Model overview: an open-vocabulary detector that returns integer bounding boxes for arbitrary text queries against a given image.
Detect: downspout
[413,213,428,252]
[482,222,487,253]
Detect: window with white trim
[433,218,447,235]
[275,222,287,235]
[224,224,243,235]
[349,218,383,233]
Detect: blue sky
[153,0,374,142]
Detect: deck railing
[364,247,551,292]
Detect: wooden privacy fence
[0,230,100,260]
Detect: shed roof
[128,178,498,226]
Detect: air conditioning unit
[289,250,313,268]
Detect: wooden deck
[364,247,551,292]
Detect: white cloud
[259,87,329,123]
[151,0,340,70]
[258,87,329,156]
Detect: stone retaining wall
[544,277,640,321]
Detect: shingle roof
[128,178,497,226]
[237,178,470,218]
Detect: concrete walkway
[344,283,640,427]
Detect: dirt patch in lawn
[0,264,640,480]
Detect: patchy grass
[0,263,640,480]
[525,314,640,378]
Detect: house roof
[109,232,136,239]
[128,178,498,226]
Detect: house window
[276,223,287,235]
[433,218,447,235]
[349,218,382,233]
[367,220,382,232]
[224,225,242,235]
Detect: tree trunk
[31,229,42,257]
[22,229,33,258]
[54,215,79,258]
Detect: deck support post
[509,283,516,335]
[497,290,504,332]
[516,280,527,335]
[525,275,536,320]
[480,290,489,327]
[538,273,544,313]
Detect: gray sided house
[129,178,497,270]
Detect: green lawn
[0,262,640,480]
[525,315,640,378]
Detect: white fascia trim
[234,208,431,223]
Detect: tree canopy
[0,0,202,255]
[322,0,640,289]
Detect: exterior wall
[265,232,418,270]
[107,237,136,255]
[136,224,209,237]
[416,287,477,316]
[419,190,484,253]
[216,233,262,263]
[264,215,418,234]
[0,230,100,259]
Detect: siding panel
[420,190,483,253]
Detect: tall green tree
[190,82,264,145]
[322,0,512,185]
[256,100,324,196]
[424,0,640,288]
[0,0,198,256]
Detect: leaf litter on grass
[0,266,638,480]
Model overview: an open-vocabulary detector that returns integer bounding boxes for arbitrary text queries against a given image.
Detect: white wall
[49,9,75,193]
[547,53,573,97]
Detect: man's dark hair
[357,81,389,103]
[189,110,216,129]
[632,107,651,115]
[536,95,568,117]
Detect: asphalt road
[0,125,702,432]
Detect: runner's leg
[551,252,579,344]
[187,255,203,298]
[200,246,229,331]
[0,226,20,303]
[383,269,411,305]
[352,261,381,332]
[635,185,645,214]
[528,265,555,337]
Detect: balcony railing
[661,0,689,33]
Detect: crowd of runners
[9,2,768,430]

+---+

Reproduce all of the items above word for word, line by line, with nothing added or left out.

--- Response to this task ---
Model overview: an open-vocabulary detector that returns integer bounding boxes for arbitrary text queries against a given image.
Detect: downspout
[413,213,428,252]
[482,222,487,253]
Detect: window with white trim
[433,218,447,235]
[275,222,287,235]
[224,224,243,235]
[349,218,383,233]
Detect: blue sky
[153,0,374,142]
Detect: deck railing
[364,247,551,292]
Detect: wooden privacy fence
[0,230,100,260]
Detect: shed roof
[128,178,498,226]
Detect: air conditioning unit
[289,250,313,268]
Detect: wooden deck
[364,247,551,292]
Detect: white cloud
[259,87,329,123]
[151,0,340,70]
[258,87,329,156]
Detect: stone retaining wall
[544,277,640,321]
Detect: shingle roof
[128,178,497,226]
[237,178,470,218]
Detect: concrete walkway
[344,283,640,427]
Detect: dirt patch in lawn
[0,264,640,480]
Detect: patchy grass
[0,263,640,480]
[525,314,640,378]
Detect: house roof
[109,232,136,239]
[128,178,498,226]
Detect: house window
[276,223,287,235]
[433,218,447,235]
[349,218,382,233]
[367,220,382,232]
[224,225,242,235]
Detect: tree trunk
[31,229,42,257]
[22,229,33,258]
[54,215,79,258]
Detect: deck support post
[509,283,516,335]
[497,290,504,332]
[516,280,527,335]
[525,275,536,320]
[480,290,489,327]
[538,273,544,313]
Detect: gray sided house
[129,178,497,270]
Detect: green lawn
[0,262,640,480]
[525,315,640,378]
Detect: white fascia trim
[234,208,431,223]
Detect: tree canopy
[0,0,202,255]
[322,0,640,289]
Detect: exterior wall
[265,232,418,270]
[107,237,136,255]
[136,224,209,237]
[416,287,477,316]
[419,190,484,253]
[216,233,262,263]
[264,215,418,234]
[0,230,100,259]
Detect: siding panel
[420,190,483,253]
Detect: tall green tree
[190,82,264,145]
[322,0,512,185]
[256,100,324,196]
[424,0,640,288]
[0,0,198,256]
Detect: leaf litter on grass
[0,266,638,480]
Model overview: an open-vocabulary detector that returns integer bounding boxes for arbitrary text queries against a given image.
Detect: white wall
[49,9,75,193]
[547,53,573,97]
Detect: man's dark hair
[357,81,389,103]
[189,110,216,129]
[632,107,651,115]
[536,95,568,117]
Detect: asphalt road
[0,125,702,432]
Detect: runner's leg
[551,252,579,344]
[187,255,203,298]
[200,246,229,331]
[0,226,20,303]
[383,269,411,305]
[352,261,381,332]
[635,185,645,214]
[528,265,555,337]
Detect: balcony railing
[661,0,689,33]
Detect: crowd of runners
[9,2,768,430]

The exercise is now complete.